PASSAGE PROVIDED:
# Local processing

In [1]:
import dask.dataframe as dd

# Read the edges TSV file into a Dask DataFrame
edges_df = dd.read_csv('data/edges.tsv', sep='\t', names=['source', 'target'])

# Create graph incidence list by grouping by source column
# This will give us for each source node all its target nodes
graph_incidence = edges_df.groupby('source')['target'].apply(
    lambda x: list(x),
    meta=('target', 'object')  # specify meta for proper schema inference
).compute()  # compute to bring result into memory

print("First few entries of the graph incidence list:")
print(graph_incidence.head())

First few entries of the graph incidence list:
source
1              [762]
2    [578, 282, 845]
5         [233, 405]
8               [81]
9          [650, 17]
Name: target, dtype: object


# Distributed processing

## Setting up Dask on Google Cloud Platform

To run Dask on GCP, we need:
1. Google Cloud SDK installed and configured
2. A GCP project with the required APIs enabled:
   - Compute Engine API
   - Cloud Resource Manager API
3. Authentication set up 

The following code will set up a Dask cluster on GCP.

In [None]:
# Authenticate and create ADC file
!gcloud auth application-default login

# Set the project ID
!gcloud config set project $GCP_PROJECT_ID

# Set the environment variable for Google Application Credentials
!export  GOOGLE_APPLICATION_CREDENTIALS="$HOME/.config/gcloud/application_default_credentials.json"




In [None]:
from dask_cloudprovider.gcp import GCPCluster
from dask.distributed import Client
import os

# Configure your GCP project and zone from environment variables
project = os.environ.get('GCP_PROJECT_ID')
zone = os.environ.get('GCP_ZONE', 'us-east1-b')      # Default to us-central1-a if not set

if not project:
    raise ValueError("GCP_PROJECT_ID environment variable not set. Please set it in your .env file.")

# Create a GCP cluster
cluster = GCPCluster(
    projectid=project,
    zone=zone,
    n_workers=0,  # Number of worker nodes
    machine_type="n1-standard-1",  # Machine type for workers
    # filesystem_size=50,           # Disk size in GB
    preemptible=False,
    # worker_class="dask_cloudprovider.gcp.GCPWorker",
    debug=True,
    docker_image="daskdev/dask:latest-py3.11",
    docker_args='-e EXTRA_PIP_PACKAGES="dask-cloudprovider httplib2 cryptography google-api-python-client"',
)

# Create a Dask client
client = Client(cluster)

# Print cluster dashboard link
print(f"Dask dashboard available at: {client.dashboard_link}")

In [2]:
cluster.get_logs()

In [None]:
cluster.scale_up(1)

## Test with simple task

In [3]:
import dask.array as da

arr = da.random.random((1000, 1000), chunks=(100, 100))
arr.mean().compute()

np.float64(0.49965013822858817)

## Test with realistic task (small dataset)

In [None]:
import dask.dataframe as dd

# Read the edges TSV file into a Dask DataFrame
edges_df = dd.read_csv('https://storage.googleapis.com/labofone-notebooks/edges.tsv', sep='\t', names=['source', 'target'])

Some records
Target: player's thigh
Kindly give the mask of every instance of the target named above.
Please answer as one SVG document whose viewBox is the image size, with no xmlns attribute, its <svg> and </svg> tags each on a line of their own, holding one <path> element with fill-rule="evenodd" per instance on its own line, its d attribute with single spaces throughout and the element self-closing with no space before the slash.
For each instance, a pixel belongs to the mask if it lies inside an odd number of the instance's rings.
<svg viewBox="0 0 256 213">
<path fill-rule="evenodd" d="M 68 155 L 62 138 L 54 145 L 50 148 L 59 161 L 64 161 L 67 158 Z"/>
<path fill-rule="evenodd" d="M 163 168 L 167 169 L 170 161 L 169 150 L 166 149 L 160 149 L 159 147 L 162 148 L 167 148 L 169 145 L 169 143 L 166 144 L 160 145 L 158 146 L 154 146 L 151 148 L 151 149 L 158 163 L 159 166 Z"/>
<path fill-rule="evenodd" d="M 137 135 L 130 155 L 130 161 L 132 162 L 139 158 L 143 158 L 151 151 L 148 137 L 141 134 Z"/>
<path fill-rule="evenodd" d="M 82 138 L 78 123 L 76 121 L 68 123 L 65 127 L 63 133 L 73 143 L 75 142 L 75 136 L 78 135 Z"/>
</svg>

SHORT PROBLEM 1:
In the Dask notebook, which machine type is chosen for the workers of the GCP cluster?
SHORT PROBLEM 2:
Using the comments in the Dask notebook, explain why the groupby step that builds the graph incidence list passes a meta argument and then calls compute().
SHORT PROBLEM 3:
Translate this sentence from the Dask notebook into Spanish: "The following code will set up a Dask cluster on GCP."

CORRECT RESPONSE 1:
n1-standard-1

CORRECT RESPONSE 2:
The meta argument is given so that the schema is inferred properly. The call to compute() brings the result into memory.

CORRECT RESPONSE 3:
El siguiente código configurará un clúster de Dask en GCP.